Action item
Search the records for the word "instance" and report each line that has it.

=-=-=

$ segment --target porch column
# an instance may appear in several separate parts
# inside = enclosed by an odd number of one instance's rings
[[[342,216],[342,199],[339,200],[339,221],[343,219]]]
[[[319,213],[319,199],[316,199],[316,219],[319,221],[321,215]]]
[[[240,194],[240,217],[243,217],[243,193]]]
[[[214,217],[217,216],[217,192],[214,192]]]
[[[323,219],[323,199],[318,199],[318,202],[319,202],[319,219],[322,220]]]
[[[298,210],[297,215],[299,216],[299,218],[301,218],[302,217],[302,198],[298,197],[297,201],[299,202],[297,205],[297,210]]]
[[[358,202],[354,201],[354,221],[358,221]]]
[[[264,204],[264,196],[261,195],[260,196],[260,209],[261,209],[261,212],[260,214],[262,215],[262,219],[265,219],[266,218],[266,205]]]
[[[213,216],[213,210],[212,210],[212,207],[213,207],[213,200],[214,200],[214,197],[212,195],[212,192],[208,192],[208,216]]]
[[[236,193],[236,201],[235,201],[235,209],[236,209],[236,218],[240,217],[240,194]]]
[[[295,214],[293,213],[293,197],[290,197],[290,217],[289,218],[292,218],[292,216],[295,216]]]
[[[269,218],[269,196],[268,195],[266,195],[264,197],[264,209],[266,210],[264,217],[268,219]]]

=-=-=

Response for this exercise
# an instance may appear in several separate parts
# inside = enclosed by an odd number of one instance's rings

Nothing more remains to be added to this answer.